Object pointing dataset rows:
start

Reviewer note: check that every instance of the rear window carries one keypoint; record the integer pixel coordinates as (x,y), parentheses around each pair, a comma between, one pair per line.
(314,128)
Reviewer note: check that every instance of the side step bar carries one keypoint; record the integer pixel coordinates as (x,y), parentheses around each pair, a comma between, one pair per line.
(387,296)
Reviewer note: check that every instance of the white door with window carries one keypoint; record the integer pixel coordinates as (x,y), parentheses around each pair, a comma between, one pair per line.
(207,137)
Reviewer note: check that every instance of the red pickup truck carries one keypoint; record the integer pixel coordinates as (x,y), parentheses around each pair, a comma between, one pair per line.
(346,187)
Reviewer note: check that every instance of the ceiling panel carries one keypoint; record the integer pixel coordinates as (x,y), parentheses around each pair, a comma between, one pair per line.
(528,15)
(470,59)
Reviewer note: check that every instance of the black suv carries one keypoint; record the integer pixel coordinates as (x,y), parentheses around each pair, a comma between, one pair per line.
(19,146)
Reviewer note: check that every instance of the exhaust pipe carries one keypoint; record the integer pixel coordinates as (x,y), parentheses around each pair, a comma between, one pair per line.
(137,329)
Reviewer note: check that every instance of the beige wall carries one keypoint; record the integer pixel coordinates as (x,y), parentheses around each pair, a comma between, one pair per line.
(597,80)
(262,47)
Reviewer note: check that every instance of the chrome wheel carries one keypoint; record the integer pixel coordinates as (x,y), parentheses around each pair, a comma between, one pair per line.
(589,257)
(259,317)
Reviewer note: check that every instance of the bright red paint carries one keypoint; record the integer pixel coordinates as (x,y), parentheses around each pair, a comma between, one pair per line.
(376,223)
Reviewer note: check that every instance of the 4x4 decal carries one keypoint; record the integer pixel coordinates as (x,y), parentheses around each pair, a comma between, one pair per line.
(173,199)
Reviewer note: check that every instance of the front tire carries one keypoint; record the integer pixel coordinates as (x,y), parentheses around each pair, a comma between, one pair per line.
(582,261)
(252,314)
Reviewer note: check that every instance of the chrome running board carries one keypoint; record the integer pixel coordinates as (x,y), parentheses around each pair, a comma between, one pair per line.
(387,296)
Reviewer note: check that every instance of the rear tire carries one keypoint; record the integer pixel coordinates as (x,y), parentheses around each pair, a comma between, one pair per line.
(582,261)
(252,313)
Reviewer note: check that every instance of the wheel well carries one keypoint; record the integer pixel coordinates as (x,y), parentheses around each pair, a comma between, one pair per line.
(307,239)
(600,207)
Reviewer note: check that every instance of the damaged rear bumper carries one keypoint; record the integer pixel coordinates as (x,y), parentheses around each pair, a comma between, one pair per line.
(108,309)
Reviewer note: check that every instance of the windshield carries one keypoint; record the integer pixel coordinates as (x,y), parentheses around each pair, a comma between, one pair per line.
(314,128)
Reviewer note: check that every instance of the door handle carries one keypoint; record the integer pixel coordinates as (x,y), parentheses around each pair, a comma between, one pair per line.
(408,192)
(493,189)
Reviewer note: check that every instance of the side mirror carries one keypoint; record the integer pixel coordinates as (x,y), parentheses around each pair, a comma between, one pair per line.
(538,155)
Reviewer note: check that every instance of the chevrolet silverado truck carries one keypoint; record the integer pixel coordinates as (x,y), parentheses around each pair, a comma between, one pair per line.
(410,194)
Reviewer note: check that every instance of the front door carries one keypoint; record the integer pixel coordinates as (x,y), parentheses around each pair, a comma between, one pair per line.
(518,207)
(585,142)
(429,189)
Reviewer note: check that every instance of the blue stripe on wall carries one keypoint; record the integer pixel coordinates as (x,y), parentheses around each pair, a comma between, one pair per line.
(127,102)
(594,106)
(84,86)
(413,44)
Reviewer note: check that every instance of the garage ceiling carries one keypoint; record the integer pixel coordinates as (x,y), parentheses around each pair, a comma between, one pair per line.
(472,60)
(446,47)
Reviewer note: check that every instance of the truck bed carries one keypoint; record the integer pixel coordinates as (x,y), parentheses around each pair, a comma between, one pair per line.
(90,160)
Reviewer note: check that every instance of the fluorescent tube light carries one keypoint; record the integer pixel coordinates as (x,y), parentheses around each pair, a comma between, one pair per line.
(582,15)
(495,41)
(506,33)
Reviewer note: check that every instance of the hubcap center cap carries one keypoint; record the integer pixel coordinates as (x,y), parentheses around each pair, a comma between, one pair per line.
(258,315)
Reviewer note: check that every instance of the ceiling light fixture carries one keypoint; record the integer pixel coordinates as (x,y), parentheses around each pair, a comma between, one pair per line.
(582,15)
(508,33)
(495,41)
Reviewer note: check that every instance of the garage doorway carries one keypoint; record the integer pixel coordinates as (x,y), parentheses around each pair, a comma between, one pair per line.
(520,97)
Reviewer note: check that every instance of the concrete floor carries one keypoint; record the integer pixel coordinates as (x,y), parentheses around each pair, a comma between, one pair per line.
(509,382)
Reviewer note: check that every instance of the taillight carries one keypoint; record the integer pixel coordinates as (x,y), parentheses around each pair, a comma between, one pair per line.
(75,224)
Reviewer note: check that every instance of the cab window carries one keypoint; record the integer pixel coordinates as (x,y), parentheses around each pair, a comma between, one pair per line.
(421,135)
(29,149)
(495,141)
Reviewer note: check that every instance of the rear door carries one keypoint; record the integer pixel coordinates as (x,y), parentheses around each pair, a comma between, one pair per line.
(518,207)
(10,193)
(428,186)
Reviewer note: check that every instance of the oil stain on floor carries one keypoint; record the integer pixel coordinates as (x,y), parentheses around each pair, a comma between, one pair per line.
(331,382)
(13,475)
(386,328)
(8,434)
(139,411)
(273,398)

end

__Given instruction__: Print all of the data exactly as it was given.

__Response for this exercise__:
Reviewer note: check that every instance of the rear window carries one keypoint; record the integer pixel coordinates as (x,y), parentheses around each pair, a comma between, one pair per line.
(314,128)
Reviewer note: check that every instance of the side step bar carries one keypoint; record the integer pixel coordinates as (x,y), parentheses around each pair, a comma between, one pair per line.
(387,296)
Reviewer note: check that every instance of the white door with window carries one keypoint; record the integer pixel coordinates as (x,y), parentheses around each pair, a comma between, one pair per line.
(207,137)
Reviewer note: check that every instance of the red pickup truck carries one keypoint; record the integer pixel coordinates as (x,y), parentheses around each pair, a comma between, one pair per line.
(346,187)
Reviewer note: check that every instance of the ceiling panel carries one keypoint; record the integer pixel coordinates as (x,y), parentheses around each pair, a comma between, one pair per line.
(528,15)
(470,59)
Reviewer note: check that every instance of the black suv carries one keypoint; record the integer pixel coordinates as (x,y), parentheses around each pair, a comma between, one pair per line.
(19,146)
Reviewer note: check that every instance of the exhaust pipe carries one keypoint; record the integer pixel coordinates as (x,y), parentheses around each pair, a comma between, one pair per line.
(137,329)
Reviewer note: check that every instance of the beige wall carries one keypoint; record the integer pixel coordinates as (x,y), parentheses around each pair, a comma between, one pair per line.
(597,80)
(262,47)
Reviewer note: check that every instance of the chrome wheel carries one keypoint; record the integer pixel coordinates as (x,y), parentheses around each pair, a comma between, one pair per line.
(589,257)
(259,317)
Reviewer note: check that every instance of the bright red paint carries one keypoint; record the integer pixel coordinates as (x,y), parentheses around each pair, a comma between, one pair per line.
(376,223)
Reviewer note: check that every instance of the 4x4 decal carries one keypoint; record the integer pixel coordinates as (x,y), parentheses around each pair, a comma between, one pair per line.
(173,199)
Reviewer note: check that every instance of the front tire carries one keypoint; record the integer pixel coordinates as (x,y), parentheses around each pair, a comma between, one pair per line.
(582,261)
(252,314)
Reviewer note: check that every instance of the chrome running board carries one keypoint; record the integer pixel coordinates as (x,y), parentheses around each pair, a comma between, one pair per line.
(387,296)
Reviewer note: check that every instance of the rear tire carries one keypoint; record the integer pixel coordinates as (x,y), parentheses around each pair, a comma between, one pair per line.
(582,261)
(252,313)
Reviewer note: check that every instance of the wheel well carries one keypoint; record the integer pixel coordinates as (x,y), parentheses around each pair, a comma between, one pair per line.
(307,239)
(600,207)
Reviewer note: check that every instance of the damaged rear bumper carries one keypoint; record the integer pixel coordinates as (x,y), parentheses around each pair, a comma between, one pair per line.
(108,309)
Reviewer note: check that every instance of the windshield carries one keypoint; record the integer pixel coordinates as (x,y), parentheses around each pair, a comma between, one pair per line.
(314,128)
Reviewer note: check that every instance of the door handle carries one keypoint; record the integer pixel coordinates as (x,y), parentheses around each pair, a comma between, one pair per line.
(408,192)
(493,189)
Reviewer note: check that every instance of the side mirror carries one keypoint; record the integer pixel coordinates as (x,y), parentheses around each pair, a comma between, one pair per line.
(538,155)
Reviewer note: check that every instance of the chevrolet silverado truck carries one keypoint; record the integer pixel coordinates as (x,y), parentheses around each pair, a comma between, one pair per line.
(410,194)
Reviewer note: check that every instance of the front door carries one keypoint; record the integer pixel coordinates as (x,y), parentheses around each pair, a comma between, one pair per line.
(518,207)
(585,142)
(429,189)
Reviewer note: check that every instance of the blue stripe on wall carries one keypoint; record the integer pixel coordinates as (x,y), parentheses around each pair, a comma between, one pair per line.
(127,102)
(594,106)
(84,86)
(413,44)
Reviewer note: check that every instance of the garage ceiling carries one keypoint; record the integer pixel coordinates as (x,y), parentheses around each pair, a comma between, one pair per line.
(472,60)
(446,47)
Reviewer note: check that every instance of the truck bed carries one keypoint; record the integer pixel coordinates as (x,y), parentheses around each pair, a comma between, one pair per line.
(90,160)
Reviewer note: check that every instance of the fluorescent tube light carries one keypoint; record the integer pixel coordinates as (x,y), parentheses around each pair, a comma between, one pair per line.
(582,15)
(495,41)
(506,33)
Reviewer note: check that every instance of the hubcap center cap carries one keypoint; record the integer pixel coordinates as (x,y), parentheses around each pair, a comma between, one pair per line.
(258,315)
Reviewer note: check that every instance of the ceiling light fixture carries one keypoint; record the integer pixel coordinates as (x,y), parentheses around each pair, a comma between, one pair per line.
(582,15)
(508,33)
(495,41)
Reviewer note: check that every instance of the garage doorway carries one keypoint; record the integer pixel coordinates as (x,y), parentheses around each pair, a comma between, one pair per line.
(520,97)
Reviewer note: check that every instance of the concrete floor carries one keypoint; record the integer pixel coordinates as (x,y), parentheses around each pair, a comma between, one pair per line.
(509,382)
Reviewer note: check that every instance of the taillight carries one keypoint; record the integer pixel coordinates as (x,y), parentheses around each pair, a comma between, one pair per line.
(75,224)
Reviewer note: check that every instance of the cab window carries one keypoint; record the integer pixel coordinates as (x,y), parentheses around each pair, a comma between, one pair per line.
(421,135)
(29,149)
(495,141)
Reviewer note: check that every instance of the rear door carries one keypoint; record the integer pixel coordinates as (x,y), parentheses around each pair, a comma between, one pair per line.
(518,207)
(10,193)
(428,186)
Reviewer note: check that every instance of the oil stain on floor carries one keypoint; record the integer pixel coordinates as (x,y), parentheses around each pair, a comma between, one pair per line.
(331,382)
(13,475)
(386,328)
(8,434)
(139,411)
(273,398)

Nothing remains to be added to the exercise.